§ **DOCUMENT EXCERPT**
During the coronavirus shutdown, each day we will bring you a recommendation from The Post’s Peter Botte for a sports movie, TV show or book that perhaps was before your time or somehow slipped between the cracks of your viewing/reading history.
When Pride Still Mattered: A Life of Vince Lombardi, By David Maraniss, 1999 (Simon and Schuster)
Belichick: The Making of the Greatest Football Coach of All Time, By Ian O’Connor, 2018 (Houghton Mifflin Harcourt)
One of my fascinations as a sports fan always has been what makes a successful head coach tick, leading me to devour books about legends such as Red Auerbach and John Wooden, Pat Riley and Phil Jackson, Joe McCarthy and Joe Torre, Bear Bryant and Scotty Bowman.
That goes double for leading men in the NFL, and these are compelling reads about the pair generally regarded as the finest and most complex coaches in pro football annals.
Maraniss, a Pulitzer Prize-winning Washington Post reporter and editor, digs deep and well beyond the sound-bites frequently attributed to Lombardi, the Packers legend, such as, “Winning isn’t everything, it’s the only thing.” He presents a nuanced and detailed representation of Lombardi that takes us through his Sheepshead Bay roots, his rise as part of Fordham’s historic Seven Blocks of Granite, his days at West Point and with the Giants, his five NFL titles in a seven-year span with Green Bay, including the first two Super Bowls, and his death from colon cancer in 1970. (The championship trophy, of course, now bears his name, as does a famous New Jersey Turnpike rest stop).

§ **WORK REQUIRED**
List every coaching legend the book recommendation names as a subject of books the writer has devoured. Answer from the book recommendation alone.

§ **EXCERPTED DATA**
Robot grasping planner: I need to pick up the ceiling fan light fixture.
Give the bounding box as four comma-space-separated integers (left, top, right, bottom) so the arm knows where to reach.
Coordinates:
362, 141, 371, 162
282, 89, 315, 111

§ **REPLY**
Red Auerbach, John Wooden, Pat Riley, Phil Jackson, Joe McCarthy, Joe Torre, Bear Bryant, Scotty Bowman